As all Registered Migration Agents will be very well aware, section 280 of the Migration Act makes it a criminal offence, subject to a penalty of 80 penalty units (currently $180), or $14,400 for a person who is not a RMA to give immigration assistance. And section 281 further provides that a person who is not a RMA may not ask for or receive any fee or other reward for giving migration assistance, and that doing so may result in a sentence of imprisonment of 10 years.
Perhaps less familiar is section 282, which further provides that a person who is not a RMA must also not ask for or receive a fee or other reward for making “immigration representations”. Likewise, such conduct is subject to a penalty of 10 years in prison.
Subsection 282(4) provides that a person makes “immigration representations” if he or she either makes representations, or otherwise communicates with the Minister, a member of the Minister’s staff, or with the Department about a range of migration matters.
Among other things, section 282(4) prohibits a person who is not an RM from communicating with the Department on behalf of a visa applicant concerning a visa application; on behalf of a person seeking review of a decision to cancel a visa; on behalf of a person who is seeking to nominate or sponsor a prospective visa applicant; or on behalf of a person seeking Ministerial Intervention.

▶ Problems and tasks:
a - According to the Migration Act passage, what penalty applies when a person who is not a RMA asks for or receives a fee for making "immigration representations"?
b - Write out the Migration Act passage word for word, from "Perhaps less familiar" up to and including "of migration matters.".

▶ Data segment:
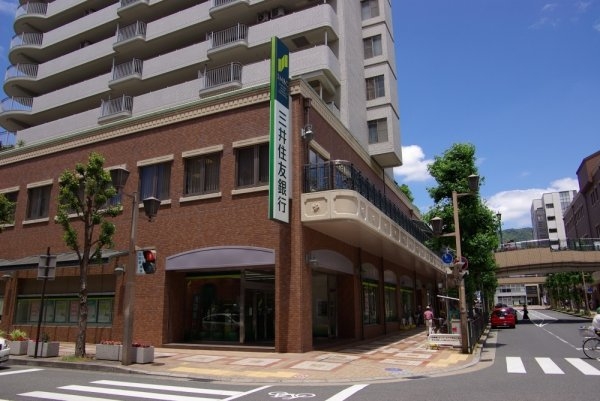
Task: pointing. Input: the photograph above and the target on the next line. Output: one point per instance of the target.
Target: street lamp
(119, 177)
(436, 225)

▶ The responses:
a - A penalty of 10 years in prison.

b -
Perhaps less familiar is section 282, which further provides that a person who is not a RMA must also not ask for or receive a fee or other reward for making “immigration representations”. Likewise, such conduct is subject to a penalty of 10 years in prison.
Subsection 282(4) provides that a person makes “immigration representations” if he or she either makes representations, or otherwise communicates with the Minister, a member of the Minister’s staff, or with the Department about a range of migration matters.